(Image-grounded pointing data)
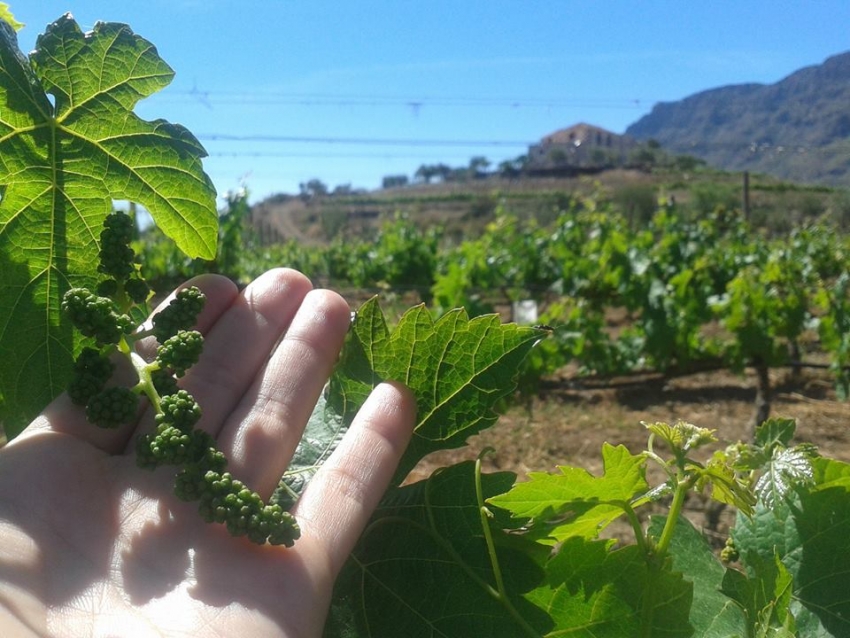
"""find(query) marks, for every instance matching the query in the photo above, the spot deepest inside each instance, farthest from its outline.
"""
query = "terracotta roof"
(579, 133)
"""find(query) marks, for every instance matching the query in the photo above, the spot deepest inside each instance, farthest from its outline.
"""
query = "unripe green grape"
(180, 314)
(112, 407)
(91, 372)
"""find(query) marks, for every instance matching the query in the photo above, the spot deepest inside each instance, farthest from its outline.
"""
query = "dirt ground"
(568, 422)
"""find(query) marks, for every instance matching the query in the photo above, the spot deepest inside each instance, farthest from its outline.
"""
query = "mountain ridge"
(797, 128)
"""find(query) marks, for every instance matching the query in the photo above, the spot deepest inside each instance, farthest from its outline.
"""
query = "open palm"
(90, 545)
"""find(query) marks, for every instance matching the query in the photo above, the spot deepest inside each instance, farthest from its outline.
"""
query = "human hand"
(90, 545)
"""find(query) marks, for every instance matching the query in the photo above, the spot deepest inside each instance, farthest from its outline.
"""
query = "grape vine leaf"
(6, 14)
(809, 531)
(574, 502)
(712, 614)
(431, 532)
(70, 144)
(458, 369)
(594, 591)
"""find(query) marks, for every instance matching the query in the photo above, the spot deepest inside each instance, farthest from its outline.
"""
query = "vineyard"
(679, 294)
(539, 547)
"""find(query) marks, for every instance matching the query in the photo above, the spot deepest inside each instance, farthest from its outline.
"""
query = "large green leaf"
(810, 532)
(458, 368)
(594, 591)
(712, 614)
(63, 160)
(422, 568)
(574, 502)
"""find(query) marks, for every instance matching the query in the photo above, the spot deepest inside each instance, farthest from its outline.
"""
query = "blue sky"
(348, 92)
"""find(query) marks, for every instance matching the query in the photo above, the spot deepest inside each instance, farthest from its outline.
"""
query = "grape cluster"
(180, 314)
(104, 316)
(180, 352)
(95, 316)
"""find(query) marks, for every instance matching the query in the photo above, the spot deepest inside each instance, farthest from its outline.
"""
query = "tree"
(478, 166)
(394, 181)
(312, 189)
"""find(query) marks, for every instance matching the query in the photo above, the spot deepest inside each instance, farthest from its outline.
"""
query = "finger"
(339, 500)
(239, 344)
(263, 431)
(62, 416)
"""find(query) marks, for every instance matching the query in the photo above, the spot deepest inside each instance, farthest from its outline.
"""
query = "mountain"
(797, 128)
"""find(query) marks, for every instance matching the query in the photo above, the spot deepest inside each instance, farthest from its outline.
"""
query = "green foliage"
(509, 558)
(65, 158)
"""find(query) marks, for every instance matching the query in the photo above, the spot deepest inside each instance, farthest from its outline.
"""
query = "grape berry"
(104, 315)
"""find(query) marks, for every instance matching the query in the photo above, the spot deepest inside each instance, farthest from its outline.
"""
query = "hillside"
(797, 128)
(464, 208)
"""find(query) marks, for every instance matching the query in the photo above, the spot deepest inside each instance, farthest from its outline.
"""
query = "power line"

Task directions
If pictures appear among the records, do not carry them over; retype the rest exactly.

Task answer
"""find(query) marks, for every instance matching the query in the photo above, the spot deepest inside each instance, farthest from its outline.
"""
query = "terracotta roof"
(579, 133)
"""find(query) marks, for every instance matching the query in the photo above, the spot deepest inside each instance, farthest from its outline.
"""
query = "unripe green grape"
(180, 314)
(112, 407)
(91, 372)
"""find(query) marks, for every instance matching the query in the photo above, the spot deepest inside each instance, farthest from its outline.
"""
query = "dirt ground"
(568, 422)
"""find(query) marks, for every instance matching the query in the photo above, the spot deepest inside each instance, farthest from its outline.
"""
query = "mountain ridge"
(797, 128)
"""find(query) marks, for every instance matching the query in the photo above, the spot deepest inside each instance, farthest from its outline.
"""
query = "open palm"
(90, 545)
"""find(query) marks, for every instance matching the query in the photo above, the spot deepest inside each instance, farthest from its outline.
"""
query = "human hand"
(90, 545)
"""find(query) marks, for every instance matching the query in the photo above, the spot deepest inside each instance, farthest from its outline.
"""
query = "grape vine leaf"
(6, 14)
(809, 531)
(574, 502)
(712, 614)
(431, 532)
(70, 144)
(458, 369)
(594, 591)
"""find(query) marks, for every instance matching the query in the photo above, the spot deepest inside each instance, farthest from its outline.
"""
query = "vineyard"
(679, 294)
(539, 547)
"""find(query) marks, for every instance matching the query in the photo above, the spot deepest inside each instance, farthest from its outline.
"""
query = "large green leaf"
(810, 532)
(458, 368)
(594, 591)
(712, 614)
(63, 160)
(422, 568)
(574, 502)
"""find(query) marks, for every instance matching the query in the photo above, the spot deepest inside each instance, farthest from its outline.
"""
query = "blue sky"
(348, 92)
"""find(query) marks, for every instance matching the query in the photo above, the spot deepest inside each instance, farthest from its outline.
"""
query = "grape cluster"
(180, 314)
(104, 316)
(180, 352)
(95, 316)
"""find(query) marks, for every instance matching the query in the photo above, the spot deepest inside each instance, farthest from its outline.
"""
query = "tree"
(478, 166)
(394, 181)
(312, 189)
"""find(query) marks, for every instance matching the query in the photo above, the spot deepest inside each instance, farthest from its outline.
"""
query = "finger"
(339, 500)
(239, 344)
(263, 431)
(62, 416)
"""find(query) marks, for every instance matching the query in the photo above, the spot deepest inside each instance, farthest from its outline.
"""
query = "mountain"
(797, 128)
"""find(query) marks, for every instance matching the query in the photo above, the spot deepest inside each instance, farthest from its outline.
"""
query = "green foliage"
(509, 558)
(65, 158)
"""find(query) marks, for every instance matching the query in the photo above, the spot deepest inside each instance, farthest from its outline.
"""
query = "grape berry"
(104, 315)
"""find(query) marks, for every instance matching the query in the photo above, the spot deepest inside each instance, farthest from its outline.
"""
query = "hillside"
(797, 128)
(464, 208)
"""find(query) marks, for every instance matching the query in the photo above, the spot deepest inside each instance, farthest from its outline.
"""
query = "power line"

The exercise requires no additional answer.